◆ **The problem**: Below are records. Copy every line with "Query" in it.

◆ **Data to examine**:
::::::

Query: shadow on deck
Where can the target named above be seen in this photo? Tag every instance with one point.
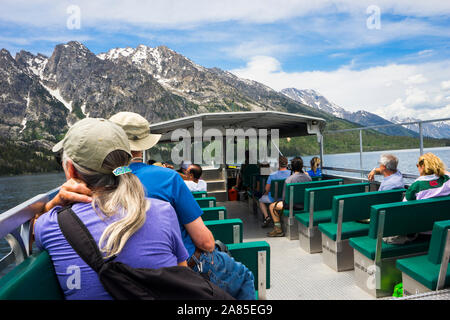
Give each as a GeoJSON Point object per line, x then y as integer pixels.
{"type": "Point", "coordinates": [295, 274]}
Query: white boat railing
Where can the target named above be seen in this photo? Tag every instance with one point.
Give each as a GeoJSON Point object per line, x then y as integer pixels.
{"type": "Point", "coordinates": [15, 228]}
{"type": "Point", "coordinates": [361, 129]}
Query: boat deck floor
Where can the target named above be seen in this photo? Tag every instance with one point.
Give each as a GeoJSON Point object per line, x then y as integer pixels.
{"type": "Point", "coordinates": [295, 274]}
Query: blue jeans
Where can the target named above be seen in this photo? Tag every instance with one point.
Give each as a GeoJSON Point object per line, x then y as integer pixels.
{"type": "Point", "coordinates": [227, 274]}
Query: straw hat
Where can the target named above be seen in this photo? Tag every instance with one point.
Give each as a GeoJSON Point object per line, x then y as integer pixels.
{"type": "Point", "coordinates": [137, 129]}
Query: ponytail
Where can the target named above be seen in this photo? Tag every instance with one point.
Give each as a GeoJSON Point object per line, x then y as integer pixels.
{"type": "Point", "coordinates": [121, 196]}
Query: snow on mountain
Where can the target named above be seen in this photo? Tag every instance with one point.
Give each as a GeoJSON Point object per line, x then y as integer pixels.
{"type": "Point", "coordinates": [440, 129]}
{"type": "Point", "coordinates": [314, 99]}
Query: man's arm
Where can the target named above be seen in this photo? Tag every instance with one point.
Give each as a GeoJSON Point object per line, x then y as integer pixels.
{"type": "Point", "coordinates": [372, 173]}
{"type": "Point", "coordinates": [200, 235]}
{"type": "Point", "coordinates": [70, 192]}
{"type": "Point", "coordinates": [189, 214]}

::::::

◆ **Written solution**:
Query: shadow on deck
Query: white boat railing
Query: boat deck floor
Query: blue jeans
Query: straw hat
Query: ponytail
Query: snow on mountain
Query: man's arm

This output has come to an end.